--- BEGIN READING TEXT ---
Books on Latvia
After a brief period of independence between the two World Wars, Latvia was annexed by the USSR in 1940. It reestablished its independence in 1991 following the breakup of the Soviet Union. Although the last Russian troops left in 1994, the status of the Russian minority (some 30% of the population) remains of concern to Moscow. Latvia continues to revamp its economy for eventual integration into various Western European political and economic institutions.
Update No: 282- (30/06/04)
Crisis of government
The Latvians are going through testing times in their politics, just after they joined the EU in May. Latvia's fragile ruling coalition was dealt a hefty blow in the June 13 European Parliament elections, with its three constituent parties mustering only 14 percent of the vote, or one seat out of the country's nine in the European legislature.
The opposition right-wing, free-market oriented For Fatherland and Freedom Party took four seats and 29.8 percent of the vote in the election. It was followed with two seats and just under 20 percent of the vote for the largest party in parliament, the conservative opposition party, New Era.
The pro-business People's Party was the only one of the three-party ruling coalition that scraped into parliament with a single seat. The leftist Human Rights in United Latvia, which defends Latvia's Russian speaking minority, and a rightist party also won one seat each.
The coalition's opponents hoped to exploit the opportunity and to overturn the minority government. New Era and For Fatherland and Freedom, whose strong showing of nearly half the vote gave them most of the country's six seats in the EP elections, asked the People's Party to leave the coalition and to join them in forming a new government.
Together these three right-wing parties hold 54 seats in Parliament.
The other two coalition members, Latvia's First Party and Greens and Farmers Union, were dismissed as possible partners by former Prime Minister and New Era party leader Einars Repse, who called them "traitors." They had had a role in his fall from power in February. With a potential majority already their support seemed superfluous.
Nevertheless, Latvia's premier, Indulis Emsis, survived a parliamentary confidence vote on June 17th, days after his three-party coalition received the reverse in the European elections.
More than half, that is 56 of the parliamentarians in the 100-seat assembly, voted against a no-confidence motion submitted by New Era, which has been calling for early elections, with 31 voting for the motion.
The key was that the People's Party stayed firm behind the government. "I don't think we can talk about a new coalition right now," Artis Pabriks of the People's Party told The Baltic Times. "We will talk with other parties, and we will continue to talk with New Era."
Emsis has also faced opposition calls to resign over government social policies, which are left-wing. Europe's first Green prime minister, Emsis came to office only in March, after the coalition led by Repse came unstuck because of squabbling within his government coalition. Emsis has made it clear that he would not resign.
Yet the election could all the same be a sign that part of the electorate is switching party allegiance. "The European Parliament elections show that the voters are not pleased with the current government," New Era faction head Krisjanis Karins said.
--- END READING TEXT ---
--- BEGIN RECORD EXTRACTS ---
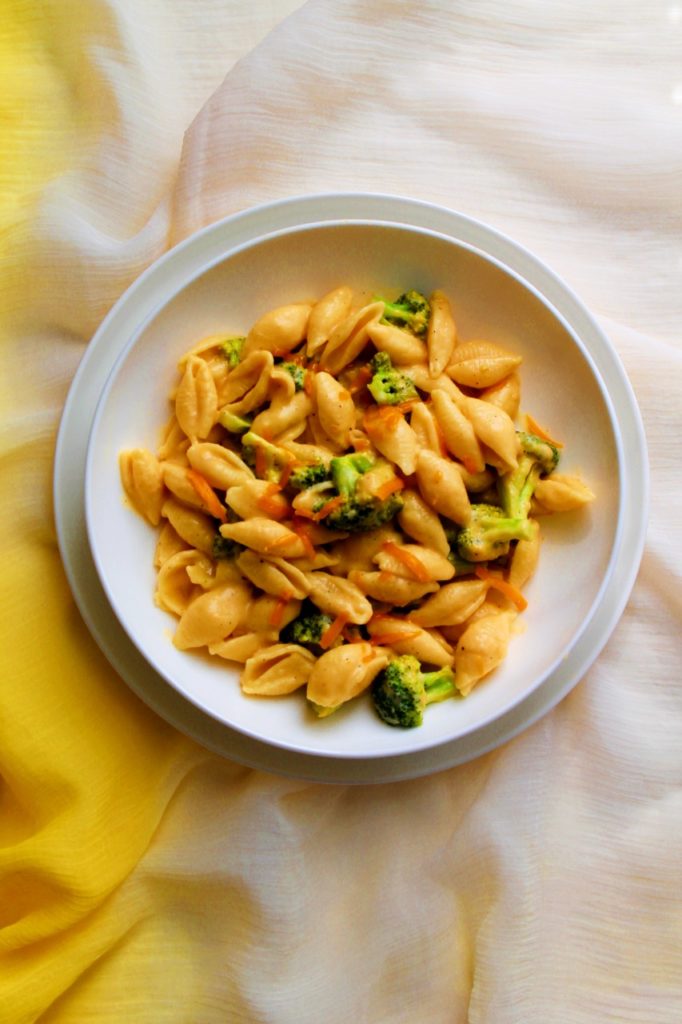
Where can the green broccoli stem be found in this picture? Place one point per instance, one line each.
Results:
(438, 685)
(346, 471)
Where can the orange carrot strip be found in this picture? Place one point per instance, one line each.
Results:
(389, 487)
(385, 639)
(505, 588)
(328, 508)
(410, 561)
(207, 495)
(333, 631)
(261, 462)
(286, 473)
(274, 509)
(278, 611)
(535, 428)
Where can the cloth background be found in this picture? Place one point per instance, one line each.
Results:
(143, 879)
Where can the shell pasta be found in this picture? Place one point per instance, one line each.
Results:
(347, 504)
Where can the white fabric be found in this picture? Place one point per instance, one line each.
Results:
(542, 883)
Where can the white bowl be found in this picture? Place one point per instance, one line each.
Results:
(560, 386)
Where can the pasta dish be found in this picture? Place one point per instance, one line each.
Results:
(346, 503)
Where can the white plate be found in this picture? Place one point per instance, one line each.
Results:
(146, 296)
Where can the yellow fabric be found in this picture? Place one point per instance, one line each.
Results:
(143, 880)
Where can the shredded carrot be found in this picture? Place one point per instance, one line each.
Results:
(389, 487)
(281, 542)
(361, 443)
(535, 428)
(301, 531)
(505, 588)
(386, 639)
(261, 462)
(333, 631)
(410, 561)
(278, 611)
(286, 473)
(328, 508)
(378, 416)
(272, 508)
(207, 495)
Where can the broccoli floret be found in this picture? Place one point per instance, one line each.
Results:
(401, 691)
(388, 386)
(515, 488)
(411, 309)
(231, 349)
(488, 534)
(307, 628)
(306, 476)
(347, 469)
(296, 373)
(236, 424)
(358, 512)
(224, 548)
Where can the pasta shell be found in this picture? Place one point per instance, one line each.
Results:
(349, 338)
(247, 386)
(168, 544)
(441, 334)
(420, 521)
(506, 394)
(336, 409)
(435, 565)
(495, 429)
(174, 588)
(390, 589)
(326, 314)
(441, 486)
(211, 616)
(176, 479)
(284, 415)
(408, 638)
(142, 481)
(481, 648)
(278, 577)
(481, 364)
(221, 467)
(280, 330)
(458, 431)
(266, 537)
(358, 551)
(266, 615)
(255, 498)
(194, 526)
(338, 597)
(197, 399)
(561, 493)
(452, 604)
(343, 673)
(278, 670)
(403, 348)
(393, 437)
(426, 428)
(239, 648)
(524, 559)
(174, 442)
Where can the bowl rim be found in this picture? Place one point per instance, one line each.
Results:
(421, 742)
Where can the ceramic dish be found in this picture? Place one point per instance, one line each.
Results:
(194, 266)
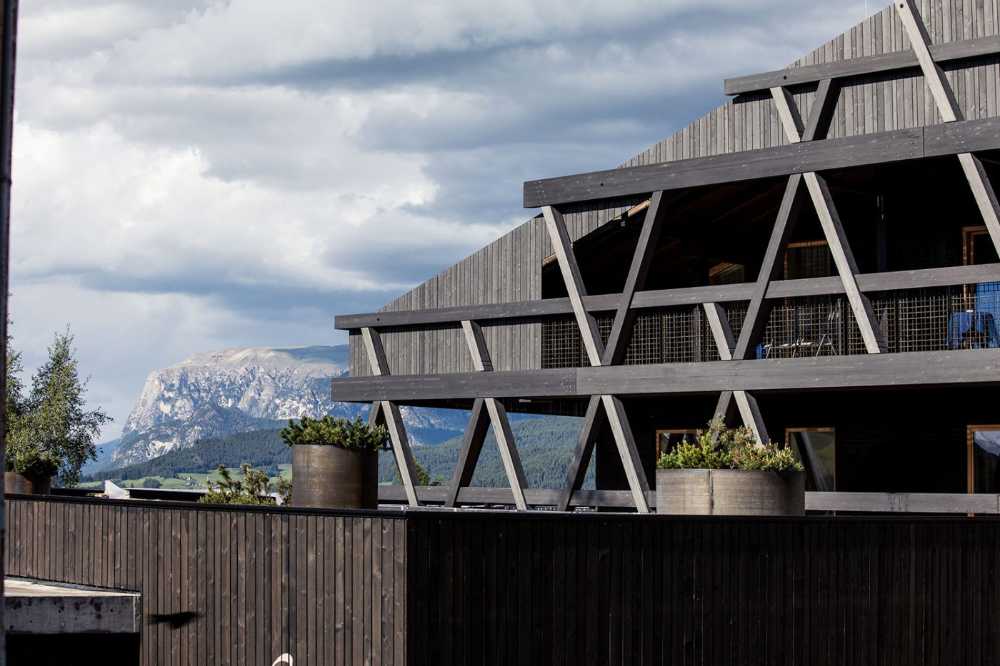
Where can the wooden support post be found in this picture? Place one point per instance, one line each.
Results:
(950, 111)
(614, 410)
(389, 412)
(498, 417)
--- END RECORD EXTRACTS ---
- **TO BE DONE**
a) In the Latvian politics update, on what date did Indulis Emsis survive a parliamentary confidence vote?
b) Render this sentence from the Latvian politics update in Spanish: "Together these three right-wing parties hold 54 seats in Parliament."
c) Extend the Latvian politics update with a few more paragraphs that pick up after its last sentence.

- **THE REPLIES**
a) June 17th

b) En conjunto, estos tres partidos de derecha tienen 54 escaños en el Parlamento.

c)
The prime minister, however, did not see it that way. "I am completely calm. The situation has actually become more stable after this vote," Indulis Emsis was quoted as saying.
Certainly, parliamentarians and the people are inclined to give the government a chance since it has only been in office for a few months.
Latvija's Eurobonds in Germany
NORD/LB Latvija bank recently issued denominated Eurobonds worth €30m in Germany, New Europe reported.
Andris Ozolins, president of NORD/LB Latvija, said that the funds raised from the issue plus the syndicated credit of €40m, were received at the beginning of May from 11 European banks. NORD/LB Latvija said it will use the funds for crediting corporate and private persons in Latvia.
The nominal value of NORD/LB Latvija bonds is €1,000 with a maturity of three years and annual interest rate of 3%. The issue is organised by Norddeutsche Landesbank Girozentrale, and is included in a list of the Hanover Stock Exchange.
Salacgriva to be home to new wind park
Salacgriva city council and WEA wind power production company recently signed an intention protocol on construction of a wind park in Salacgriva, New Europe reported.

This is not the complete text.